EXERCISE PROMPT —
Gather all lines in the data that hold the string "plant".

*** PROVIDED RECORDS Section Begins ***

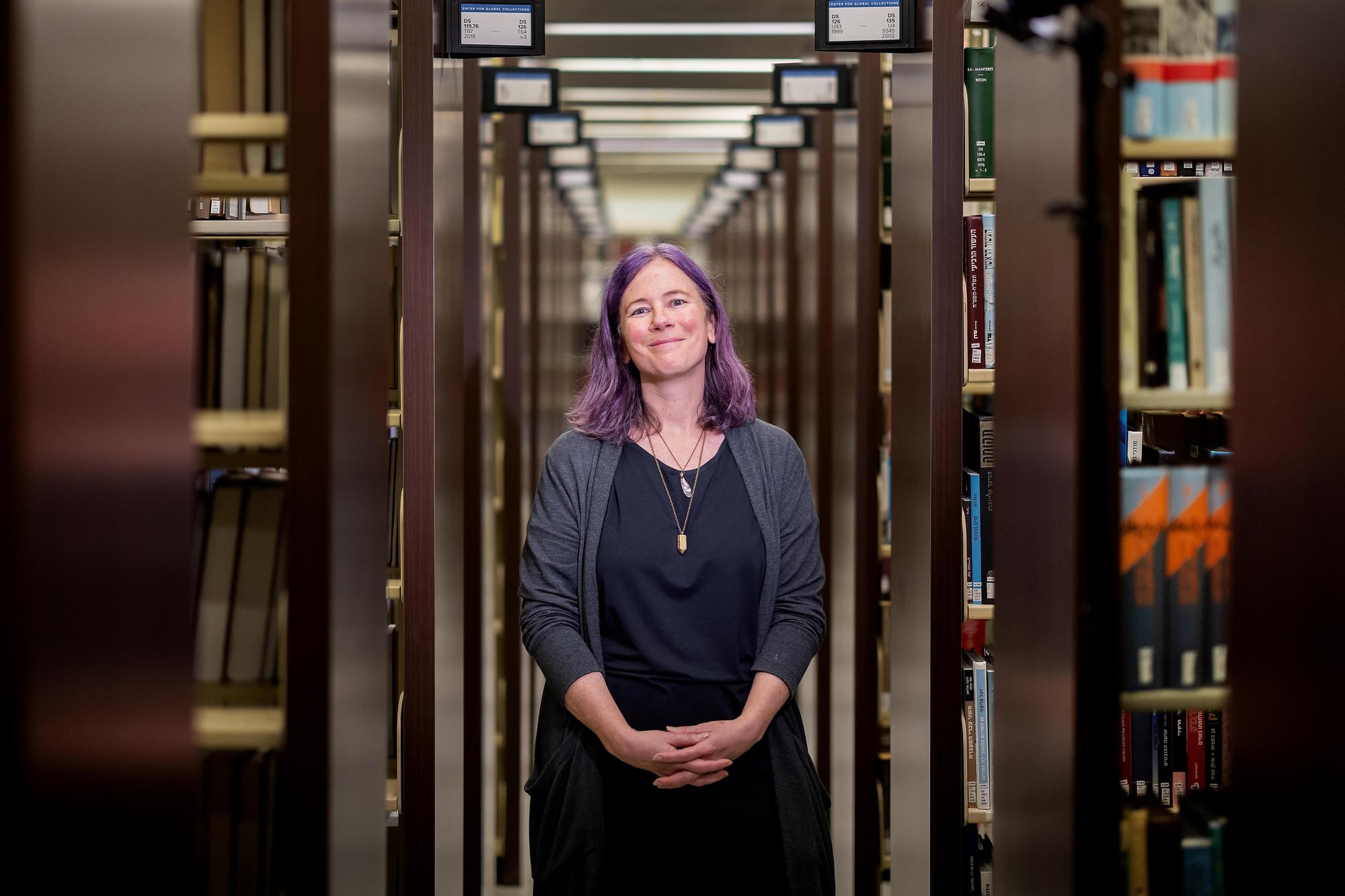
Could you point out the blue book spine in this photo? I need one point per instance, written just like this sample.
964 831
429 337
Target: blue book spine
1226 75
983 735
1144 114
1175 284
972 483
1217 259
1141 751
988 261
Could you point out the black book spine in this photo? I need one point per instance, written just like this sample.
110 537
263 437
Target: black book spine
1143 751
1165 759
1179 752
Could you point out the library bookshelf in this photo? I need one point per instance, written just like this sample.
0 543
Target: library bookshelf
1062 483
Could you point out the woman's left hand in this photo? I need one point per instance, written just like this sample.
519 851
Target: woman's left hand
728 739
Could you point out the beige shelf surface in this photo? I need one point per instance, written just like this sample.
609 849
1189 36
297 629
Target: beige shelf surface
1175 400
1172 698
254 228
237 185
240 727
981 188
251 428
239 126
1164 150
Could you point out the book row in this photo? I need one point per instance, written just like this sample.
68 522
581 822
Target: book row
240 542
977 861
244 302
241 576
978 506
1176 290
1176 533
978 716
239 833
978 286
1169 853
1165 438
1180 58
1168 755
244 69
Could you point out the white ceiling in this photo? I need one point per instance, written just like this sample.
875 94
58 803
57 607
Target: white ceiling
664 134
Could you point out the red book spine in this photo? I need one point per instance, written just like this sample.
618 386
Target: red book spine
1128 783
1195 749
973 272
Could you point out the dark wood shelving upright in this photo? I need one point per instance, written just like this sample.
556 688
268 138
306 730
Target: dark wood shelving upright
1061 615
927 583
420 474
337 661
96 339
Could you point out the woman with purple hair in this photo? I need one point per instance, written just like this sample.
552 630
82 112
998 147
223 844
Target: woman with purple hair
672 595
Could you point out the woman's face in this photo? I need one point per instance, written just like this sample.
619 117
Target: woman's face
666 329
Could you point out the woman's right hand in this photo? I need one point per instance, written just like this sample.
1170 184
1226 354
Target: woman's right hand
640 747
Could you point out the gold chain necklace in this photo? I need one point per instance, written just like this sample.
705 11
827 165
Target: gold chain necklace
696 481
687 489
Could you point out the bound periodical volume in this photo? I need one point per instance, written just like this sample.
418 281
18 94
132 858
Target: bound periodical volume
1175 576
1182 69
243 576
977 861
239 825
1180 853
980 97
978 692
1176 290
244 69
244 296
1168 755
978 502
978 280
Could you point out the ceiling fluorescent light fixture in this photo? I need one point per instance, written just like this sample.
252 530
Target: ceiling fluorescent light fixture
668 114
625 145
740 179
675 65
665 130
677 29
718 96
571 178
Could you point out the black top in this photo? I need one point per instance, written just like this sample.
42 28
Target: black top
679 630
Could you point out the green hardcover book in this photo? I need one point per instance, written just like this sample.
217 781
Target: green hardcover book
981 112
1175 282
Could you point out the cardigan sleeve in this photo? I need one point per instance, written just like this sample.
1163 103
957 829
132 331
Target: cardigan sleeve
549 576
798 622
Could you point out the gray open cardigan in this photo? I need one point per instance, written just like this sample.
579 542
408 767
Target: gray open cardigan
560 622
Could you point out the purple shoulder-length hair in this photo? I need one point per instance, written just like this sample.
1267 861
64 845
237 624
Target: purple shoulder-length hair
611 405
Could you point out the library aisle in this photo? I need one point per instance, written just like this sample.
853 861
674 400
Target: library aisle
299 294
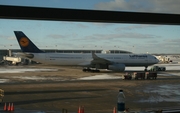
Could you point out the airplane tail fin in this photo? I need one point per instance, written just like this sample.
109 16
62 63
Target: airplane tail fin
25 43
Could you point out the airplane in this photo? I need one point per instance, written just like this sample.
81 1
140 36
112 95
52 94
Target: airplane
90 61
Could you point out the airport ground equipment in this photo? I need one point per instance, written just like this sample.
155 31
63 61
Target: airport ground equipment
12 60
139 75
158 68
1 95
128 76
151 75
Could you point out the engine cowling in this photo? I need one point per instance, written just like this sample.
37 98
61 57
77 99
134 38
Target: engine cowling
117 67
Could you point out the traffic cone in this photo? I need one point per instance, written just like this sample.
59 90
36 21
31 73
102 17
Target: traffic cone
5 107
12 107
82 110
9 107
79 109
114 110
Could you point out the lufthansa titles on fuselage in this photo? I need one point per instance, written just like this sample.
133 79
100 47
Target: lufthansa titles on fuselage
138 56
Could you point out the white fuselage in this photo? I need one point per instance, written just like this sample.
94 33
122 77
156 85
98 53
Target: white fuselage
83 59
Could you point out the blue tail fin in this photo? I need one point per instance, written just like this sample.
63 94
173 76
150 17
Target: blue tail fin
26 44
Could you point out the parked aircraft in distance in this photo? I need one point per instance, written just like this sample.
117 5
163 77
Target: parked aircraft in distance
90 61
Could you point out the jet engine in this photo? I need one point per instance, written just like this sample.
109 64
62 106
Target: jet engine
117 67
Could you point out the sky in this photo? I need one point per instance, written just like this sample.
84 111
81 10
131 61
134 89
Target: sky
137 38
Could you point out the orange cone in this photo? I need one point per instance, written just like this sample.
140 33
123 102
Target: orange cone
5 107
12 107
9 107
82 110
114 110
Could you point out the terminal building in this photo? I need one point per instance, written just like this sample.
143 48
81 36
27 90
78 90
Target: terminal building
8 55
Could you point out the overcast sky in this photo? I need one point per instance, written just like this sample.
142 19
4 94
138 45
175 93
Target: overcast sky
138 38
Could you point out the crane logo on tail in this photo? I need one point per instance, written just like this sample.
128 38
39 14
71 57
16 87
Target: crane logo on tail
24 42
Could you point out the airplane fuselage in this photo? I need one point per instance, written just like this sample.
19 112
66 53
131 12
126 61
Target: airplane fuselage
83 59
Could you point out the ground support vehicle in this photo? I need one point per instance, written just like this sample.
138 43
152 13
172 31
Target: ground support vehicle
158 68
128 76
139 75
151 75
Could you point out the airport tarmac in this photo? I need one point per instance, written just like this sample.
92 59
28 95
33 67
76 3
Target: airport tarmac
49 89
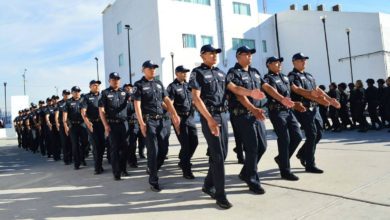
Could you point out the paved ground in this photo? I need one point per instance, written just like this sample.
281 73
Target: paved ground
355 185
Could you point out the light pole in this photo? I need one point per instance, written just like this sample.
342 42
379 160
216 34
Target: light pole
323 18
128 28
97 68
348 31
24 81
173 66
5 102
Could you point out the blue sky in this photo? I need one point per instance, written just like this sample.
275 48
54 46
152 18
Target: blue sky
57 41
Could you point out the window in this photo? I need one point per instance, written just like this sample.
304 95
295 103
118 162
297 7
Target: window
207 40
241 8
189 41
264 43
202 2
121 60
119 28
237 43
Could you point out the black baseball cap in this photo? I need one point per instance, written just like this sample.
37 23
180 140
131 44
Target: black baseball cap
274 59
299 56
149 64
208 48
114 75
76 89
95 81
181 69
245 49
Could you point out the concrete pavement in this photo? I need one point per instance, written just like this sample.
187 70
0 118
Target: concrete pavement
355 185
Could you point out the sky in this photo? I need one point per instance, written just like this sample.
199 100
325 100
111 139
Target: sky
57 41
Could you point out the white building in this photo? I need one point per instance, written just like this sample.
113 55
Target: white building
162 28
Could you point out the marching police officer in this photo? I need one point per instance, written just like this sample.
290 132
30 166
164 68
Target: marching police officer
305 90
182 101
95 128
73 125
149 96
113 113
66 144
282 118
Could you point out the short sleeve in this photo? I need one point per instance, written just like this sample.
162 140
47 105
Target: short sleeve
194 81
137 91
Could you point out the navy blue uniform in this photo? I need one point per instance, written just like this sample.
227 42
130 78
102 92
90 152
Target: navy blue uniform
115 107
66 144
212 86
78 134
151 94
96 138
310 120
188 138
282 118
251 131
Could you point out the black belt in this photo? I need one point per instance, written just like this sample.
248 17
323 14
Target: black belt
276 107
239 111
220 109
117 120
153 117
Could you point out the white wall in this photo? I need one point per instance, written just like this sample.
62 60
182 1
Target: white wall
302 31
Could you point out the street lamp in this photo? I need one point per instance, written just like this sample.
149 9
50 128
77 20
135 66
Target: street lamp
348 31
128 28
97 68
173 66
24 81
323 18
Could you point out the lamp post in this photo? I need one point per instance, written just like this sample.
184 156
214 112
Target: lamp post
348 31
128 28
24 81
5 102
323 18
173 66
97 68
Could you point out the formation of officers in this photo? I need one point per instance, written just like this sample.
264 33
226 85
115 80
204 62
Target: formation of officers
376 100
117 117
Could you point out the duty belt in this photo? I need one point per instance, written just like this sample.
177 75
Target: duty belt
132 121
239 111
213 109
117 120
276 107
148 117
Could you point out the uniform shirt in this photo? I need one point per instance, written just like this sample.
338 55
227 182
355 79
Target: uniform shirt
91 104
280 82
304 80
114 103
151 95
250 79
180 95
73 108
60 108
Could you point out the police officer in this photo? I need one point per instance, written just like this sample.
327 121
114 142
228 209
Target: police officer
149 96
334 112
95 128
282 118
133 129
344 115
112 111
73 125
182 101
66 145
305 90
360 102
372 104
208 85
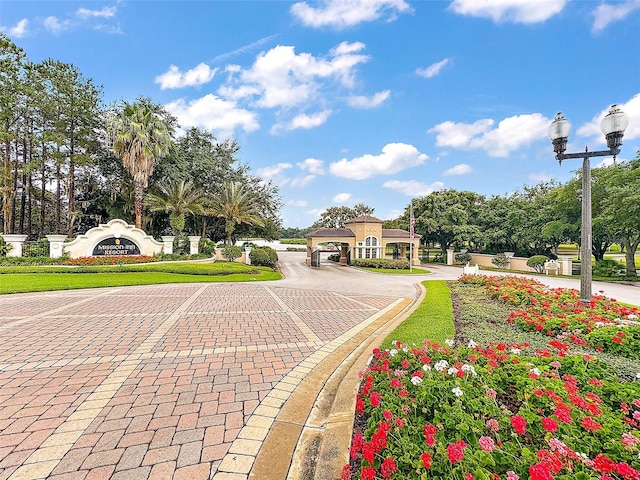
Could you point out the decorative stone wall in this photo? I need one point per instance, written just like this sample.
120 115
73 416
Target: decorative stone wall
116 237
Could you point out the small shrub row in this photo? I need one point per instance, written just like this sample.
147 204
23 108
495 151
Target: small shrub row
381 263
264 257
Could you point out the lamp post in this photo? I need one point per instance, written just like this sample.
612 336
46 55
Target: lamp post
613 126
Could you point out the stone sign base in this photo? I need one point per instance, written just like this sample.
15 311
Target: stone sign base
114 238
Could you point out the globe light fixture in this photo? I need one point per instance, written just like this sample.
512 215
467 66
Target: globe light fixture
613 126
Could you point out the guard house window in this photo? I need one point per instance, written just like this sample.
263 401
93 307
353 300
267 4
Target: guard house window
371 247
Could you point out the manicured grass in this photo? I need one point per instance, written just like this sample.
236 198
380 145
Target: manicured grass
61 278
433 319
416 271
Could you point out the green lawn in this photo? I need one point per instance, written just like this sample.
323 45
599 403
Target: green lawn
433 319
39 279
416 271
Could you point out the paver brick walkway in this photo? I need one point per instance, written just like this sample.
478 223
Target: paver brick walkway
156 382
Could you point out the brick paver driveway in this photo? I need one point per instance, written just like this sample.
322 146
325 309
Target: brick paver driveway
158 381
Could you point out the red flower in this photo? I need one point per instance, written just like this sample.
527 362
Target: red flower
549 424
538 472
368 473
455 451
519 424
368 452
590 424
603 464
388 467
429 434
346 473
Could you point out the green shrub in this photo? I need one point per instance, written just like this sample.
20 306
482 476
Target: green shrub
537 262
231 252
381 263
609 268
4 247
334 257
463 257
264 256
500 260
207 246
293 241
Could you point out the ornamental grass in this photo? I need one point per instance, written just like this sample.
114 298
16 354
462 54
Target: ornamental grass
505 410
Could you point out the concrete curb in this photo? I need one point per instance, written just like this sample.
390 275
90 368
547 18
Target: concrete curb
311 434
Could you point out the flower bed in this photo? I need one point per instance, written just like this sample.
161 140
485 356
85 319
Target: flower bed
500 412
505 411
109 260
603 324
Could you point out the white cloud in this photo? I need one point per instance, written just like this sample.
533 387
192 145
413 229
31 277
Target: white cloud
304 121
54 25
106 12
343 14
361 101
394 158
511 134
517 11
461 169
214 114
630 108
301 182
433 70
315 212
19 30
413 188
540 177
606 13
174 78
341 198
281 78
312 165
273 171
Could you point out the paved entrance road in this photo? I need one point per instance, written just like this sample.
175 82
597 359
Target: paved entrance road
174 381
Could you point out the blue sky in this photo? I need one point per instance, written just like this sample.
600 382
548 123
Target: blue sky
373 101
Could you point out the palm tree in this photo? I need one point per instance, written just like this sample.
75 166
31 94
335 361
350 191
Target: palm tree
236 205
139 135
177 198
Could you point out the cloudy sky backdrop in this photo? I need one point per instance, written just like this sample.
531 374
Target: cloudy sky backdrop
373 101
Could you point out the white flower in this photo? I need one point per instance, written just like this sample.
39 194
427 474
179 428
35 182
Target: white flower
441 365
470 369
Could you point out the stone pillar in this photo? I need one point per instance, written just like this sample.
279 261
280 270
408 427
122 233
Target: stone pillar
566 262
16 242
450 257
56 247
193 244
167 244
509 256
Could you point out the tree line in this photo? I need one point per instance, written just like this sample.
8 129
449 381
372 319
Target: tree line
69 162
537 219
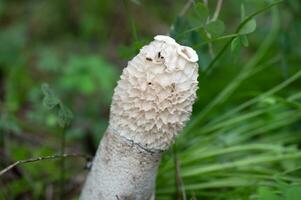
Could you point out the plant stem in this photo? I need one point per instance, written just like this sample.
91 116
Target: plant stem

*** PROVIDED RECORDS Section Ends ***

RESPONSE —
Could you point out the plant stem in this photo? I need one point per instance, written just like this sample.
Target: plant stem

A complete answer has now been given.